[Excerpts from a dataset on pointing at objects]
┄┄┄┄┄┄

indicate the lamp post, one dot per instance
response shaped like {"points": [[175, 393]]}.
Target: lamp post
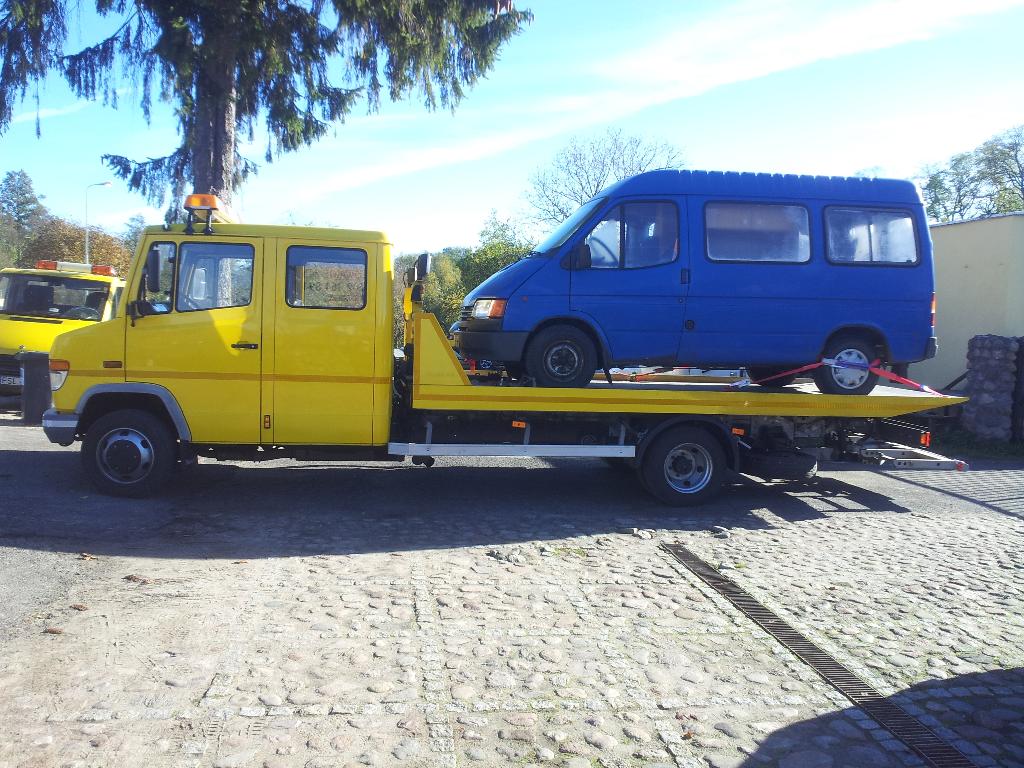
{"points": [[98, 183]]}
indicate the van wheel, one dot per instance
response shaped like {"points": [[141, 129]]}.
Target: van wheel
{"points": [[129, 454], [684, 467], [854, 349], [561, 356], [763, 373]]}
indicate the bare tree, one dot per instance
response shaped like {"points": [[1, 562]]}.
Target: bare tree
{"points": [[585, 167], [1001, 164]]}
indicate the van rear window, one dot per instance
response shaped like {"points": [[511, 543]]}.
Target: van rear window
{"points": [[756, 231], [859, 236]]}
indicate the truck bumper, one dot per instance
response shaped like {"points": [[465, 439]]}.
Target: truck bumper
{"points": [[493, 345], [59, 428]]}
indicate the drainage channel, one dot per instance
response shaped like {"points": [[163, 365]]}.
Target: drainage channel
{"points": [[934, 751]]}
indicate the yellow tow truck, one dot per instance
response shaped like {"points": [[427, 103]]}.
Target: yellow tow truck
{"points": [[39, 304], [250, 342]]}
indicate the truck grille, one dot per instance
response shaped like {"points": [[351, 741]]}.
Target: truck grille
{"points": [[8, 366]]}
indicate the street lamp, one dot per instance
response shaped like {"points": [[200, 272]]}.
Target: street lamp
{"points": [[98, 183]]}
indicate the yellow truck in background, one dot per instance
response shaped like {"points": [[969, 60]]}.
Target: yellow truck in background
{"points": [[37, 305], [251, 342]]}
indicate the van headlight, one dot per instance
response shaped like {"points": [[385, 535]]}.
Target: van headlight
{"points": [[488, 308]]}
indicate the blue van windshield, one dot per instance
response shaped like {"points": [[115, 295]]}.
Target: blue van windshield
{"points": [[564, 229]]}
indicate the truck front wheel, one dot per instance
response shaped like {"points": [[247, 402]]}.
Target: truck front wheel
{"points": [[128, 453], [684, 466]]}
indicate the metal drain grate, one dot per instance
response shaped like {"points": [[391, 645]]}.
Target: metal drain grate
{"points": [[933, 750]]}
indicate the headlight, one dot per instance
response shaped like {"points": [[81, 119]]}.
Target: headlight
{"points": [[58, 373], [488, 308]]}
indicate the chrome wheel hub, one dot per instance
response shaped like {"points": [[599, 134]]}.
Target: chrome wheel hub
{"points": [[851, 378], [562, 359], [688, 468]]}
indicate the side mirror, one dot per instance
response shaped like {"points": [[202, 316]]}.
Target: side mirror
{"points": [[141, 308], [153, 270], [422, 266], [580, 258]]}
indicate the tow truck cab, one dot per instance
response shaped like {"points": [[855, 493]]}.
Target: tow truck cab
{"points": [[241, 335], [37, 305]]}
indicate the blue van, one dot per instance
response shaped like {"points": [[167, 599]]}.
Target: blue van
{"points": [[718, 270]]}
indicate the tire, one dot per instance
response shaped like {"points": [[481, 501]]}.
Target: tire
{"points": [[763, 373], [847, 381], [129, 454], [561, 356], [685, 466]]}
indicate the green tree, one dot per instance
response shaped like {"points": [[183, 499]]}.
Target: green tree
{"points": [[585, 167], [133, 231], [500, 246], [953, 192], [443, 292], [20, 214], [295, 68]]}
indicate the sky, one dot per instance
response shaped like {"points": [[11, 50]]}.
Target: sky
{"points": [[832, 87]]}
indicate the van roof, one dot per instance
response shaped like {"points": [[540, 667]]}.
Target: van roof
{"points": [[768, 185]]}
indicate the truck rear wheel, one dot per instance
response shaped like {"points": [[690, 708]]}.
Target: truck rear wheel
{"points": [[684, 466], [129, 453]]}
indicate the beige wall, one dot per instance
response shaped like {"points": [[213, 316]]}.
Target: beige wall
{"points": [[979, 287]]}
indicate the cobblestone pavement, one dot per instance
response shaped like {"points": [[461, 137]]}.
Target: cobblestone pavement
{"points": [[504, 612]]}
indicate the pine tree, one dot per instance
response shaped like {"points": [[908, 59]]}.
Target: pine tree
{"points": [[294, 68]]}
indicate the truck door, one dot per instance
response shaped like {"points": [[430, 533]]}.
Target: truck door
{"points": [[203, 339], [635, 286], [323, 371]]}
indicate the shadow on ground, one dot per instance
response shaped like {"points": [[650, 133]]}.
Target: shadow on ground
{"points": [[982, 715], [246, 510]]}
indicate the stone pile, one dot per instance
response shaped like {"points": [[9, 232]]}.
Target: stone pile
{"points": [[995, 386]]}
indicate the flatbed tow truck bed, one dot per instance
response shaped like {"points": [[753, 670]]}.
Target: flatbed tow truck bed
{"points": [[662, 429]]}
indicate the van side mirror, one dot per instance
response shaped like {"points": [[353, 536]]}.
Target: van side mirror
{"points": [[580, 257]]}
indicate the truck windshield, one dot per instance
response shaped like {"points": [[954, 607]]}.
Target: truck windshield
{"points": [[52, 296], [565, 229]]}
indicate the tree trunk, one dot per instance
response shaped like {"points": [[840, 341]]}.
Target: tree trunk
{"points": [[213, 151]]}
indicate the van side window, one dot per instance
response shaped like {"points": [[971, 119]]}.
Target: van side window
{"points": [[326, 278], [635, 236], [869, 236], [756, 231], [214, 275]]}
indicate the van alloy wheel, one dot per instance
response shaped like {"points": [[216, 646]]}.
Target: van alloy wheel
{"points": [[129, 453], [562, 359], [851, 378]]}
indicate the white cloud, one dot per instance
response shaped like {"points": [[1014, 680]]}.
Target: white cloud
{"points": [[52, 112], [750, 39]]}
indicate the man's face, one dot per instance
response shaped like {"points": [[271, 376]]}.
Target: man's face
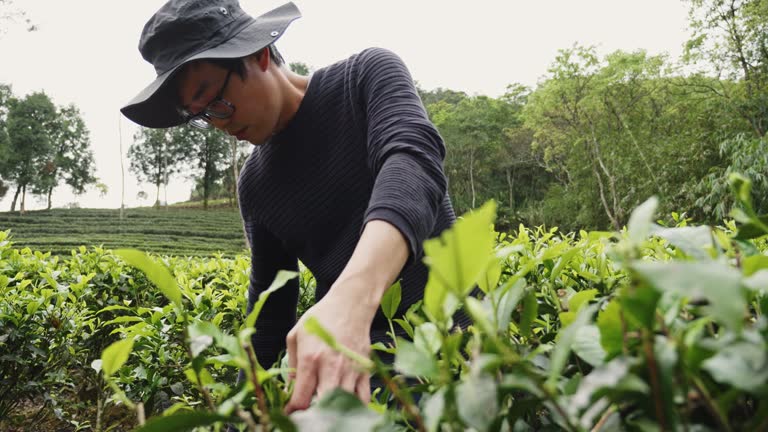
{"points": [[255, 97]]}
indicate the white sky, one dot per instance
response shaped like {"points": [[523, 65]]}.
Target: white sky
{"points": [[85, 52]]}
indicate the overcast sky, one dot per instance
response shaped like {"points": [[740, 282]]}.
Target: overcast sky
{"points": [[85, 52]]}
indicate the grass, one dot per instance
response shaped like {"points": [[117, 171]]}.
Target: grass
{"points": [[168, 231]]}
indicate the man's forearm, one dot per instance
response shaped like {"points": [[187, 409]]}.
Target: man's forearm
{"points": [[379, 256]]}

┄┄┄┄┄┄

■ PROBLEM DETAILS ■
Copy all the rows above word for word, leaving out the pictures.

■ SOLUTION TO THE EXERCISE ■
indicate the lamp post, one dot per instance
response shaped like {"points": [[175, 393]]}.
Target: lamp post
{"points": [[98, 183]]}
indicate the van wheel, one dot per instance
response shaped like {"points": [[141, 129]]}.
Target: van wheel
{"points": [[129, 454], [684, 467], [854, 349], [561, 356], [763, 373]]}
indicate the bare tree, one dot per instance
response shaped like {"points": [[1, 562]]}.
Target: bare tree
{"points": [[585, 167], [1001, 164]]}
indicate the van rear window, one dot per instance
response shaped like {"points": [[511, 543]]}.
Target: van rear window
{"points": [[756, 231], [859, 236]]}
indicate the truck bumper, one dot per instance
response shaped like {"points": [[465, 439]]}.
Target: truck bumper
{"points": [[493, 345], [59, 428]]}
indicate the drainage channel, one dot per instance
response shaped like {"points": [[163, 365]]}.
Target: drainage channel
{"points": [[934, 751]]}
indicate the yellow tow truck, one dot per instance
response shaped like {"points": [[427, 103]]}.
Target: yellow tow truck
{"points": [[39, 304], [250, 342]]}
indicate the truck grille, one dot per instance
response shaped like {"points": [[351, 741]]}.
Target: truck grille
{"points": [[8, 366]]}
indicate the street lamp, one dot per instance
response shaped like {"points": [[200, 272]]}.
Target: street lamp
{"points": [[98, 183]]}
indicate the yellow truck in background, one dot per instance
response shaped like {"points": [[969, 60]]}.
Target: yellow truck in background
{"points": [[37, 305], [251, 342]]}
indicate the van headlight, one dot per instance
response shaped like {"points": [[385, 535]]}.
Target: van headlight
{"points": [[488, 308]]}
indicate the blue van windshield, one dot per instance
response shaped like {"points": [[115, 295]]}.
Target: blue van windshield
{"points": [[564, 229]]}
indicate the truck front wheel, one dot per instance
response shaped like {"points": [[247, 402]]}.
Target: truck front wheel
{"points": [[128, 453], [684, 466]]}
indicate the metal drain grate, one dot per instance
response shaped like {"points": [[391, 645]]}.
Target: metal drain grate
{"points": [[933, 750]]}
indicate the headlight, one dot per instance
response shaped like {"points": [[81, 119]]}.
Target: headlight
{"points": [[58, 373], [488, 308]]}
indicate the chrome wheel hub, one dot per instance
response shaped like {"points": [[599, 134]]}.
Target: chrome wheel hub
{"points": [[851, 378], [562, 359], [688, 468]]}
indicate the side mirror, one dot per instance
response shaped like {"points": [[202, 316]]}.
Target: side mirror
{"points": [[141, 308], [153, 270], [422, 266], [580, 258]]}
indicate the tow truck cab, one dot per instance
response shaped like {"points": [[855, 493]]}.
Target: tow truck cab
{"points": [[241, 335], [37, 305]]}
indicate the blue van, one dot per instance
response shaped like {"points": [[167, 599]]}.
Target: blue van
{"points": [[718, 270]]}
indicate the tire, one dot per instance
response shaped like {"points": [[481, 501]]}.
Target: tire
{"points": [[763, 373], [847, 381], [129, 454], [561, 356], [685, 466]]}
indicate the green tree, one dot per instance
response shaped like {"points": [[183, 499]]}.
Target: green tree
{"points": [[585, 167], [133, 231], [500, 246], [953, 192], [443, 292], [20, 214], [295, 68]]}
indicate the sky, one dot per instance
response shaped like {"points": [[11, 50]]}.
Target: sky
{"points": [[832, 87]]}
indicate the van roof, one dot per instance
response shaped like {"points": [[540, 667]]}.
Target: van roof
{"points": [[768, 185]]}
indicate the truck rear wheel, one dot per instance
response shaped like {"points": [[690, 708]]}.
Target: truck rear wheel
{"points": [[684, 466], [129, 453]]}
indicate the beige wall, one dot per instance
response shaped like {"points": [[213, 316]]}.
Target: beige wall
{"points": [[979, 287]]}
indicate the cobblestone pavement, one dot per instance
response shaped like {"points": [[461, 137]]}.
Target: cobblestone pavement
{"points": [[504, 612]]}
indicate the pine tree, one dot per instance
response shaped like {"points": [[908, 59]]}.
Target: pine tree
{"points": [[294, 68]]}
indicate the truck door, one dot per instance
response shaped like {"points": [[430, 533]]}.
Target: truck door
{"points": [[203, 339], [635, 286], [323, 371]]}
indicate the shadow on ground, one dot per instance
response shaped like {"points": [[650, 133]]}.
Target: shadow on ground
{"points": [[982, 715], [246, 510]]}
indicate the stone pile, one dot per instance
response shaped like {"points": [[9, 232]]}.
Target: stone pile
{"points": [[995, 386]]}
indicate the flatbed tow truck bed, one dot per instance
response shaped like {"points": [[753, 670]]}.
Target: flatbed tow truck bed
{"points": [[662, 429]]}
indicate the van side mirror, one dot per instance
response shaped like {"points": [[353, 536]]}.
Target: van side mirror
{"points": [[580, 257]]}
indicate the truck windshield, one dot per instance
response shaped like {"points": [[954, 607]]}.
Target: truck windshield
{"points": [[52, 296], [565, 229]]}
indicate the tree trunk, one dot per instance
response shaped like {"points": [[840, 341]]}.
Target: tree trunk
{"points": [[213, 151]]}
indicate the van side window, one dot per instance
response shaped like {"points": [[971, 119]]}.
Target: van side window
{"points": [[326, 278], [635, 236], [869, 236], [756, 231], [214, 275]]}
indicate the van alloy wheel, one dot per instance
response shaped like {"points": [[216, 646]]}.
Target: van alloy wheel
{"points": [[129, 453], [562, 359], [851, 378]]}
indicate the white cloud, one dot per instance
response shaped like {"points": [[1014, 680]]}.
Target: white cloud
{"points": [[52, 112], [750, 39]]}
indicate the man's face, one dot per instance
response shaped like {"points": [[271, 376]]}.
Target: man's face
{"points": [[255, 97]]}
indicate the white sky, one dot per instance
response shaped like {"points": [[523, 65]]}.
Target: white sky
{"points": [[85, 52]]}
indicate the overcast sky, one dot per instance
response shaped like {"points": [[740, 282]]}.
Target: overcast sky
{"points": [[85, 52]]}
indicate the grass, one dot per instance
response shaped like {"points": [[117, 171]]}.
Target: grass
{"points": [[168, 231]]}
indicate the man's forearm, one dot per instance
response shaped like {"points": [[187, 409]]}.
Target: man's forearm
{"points": [[379, 256]]}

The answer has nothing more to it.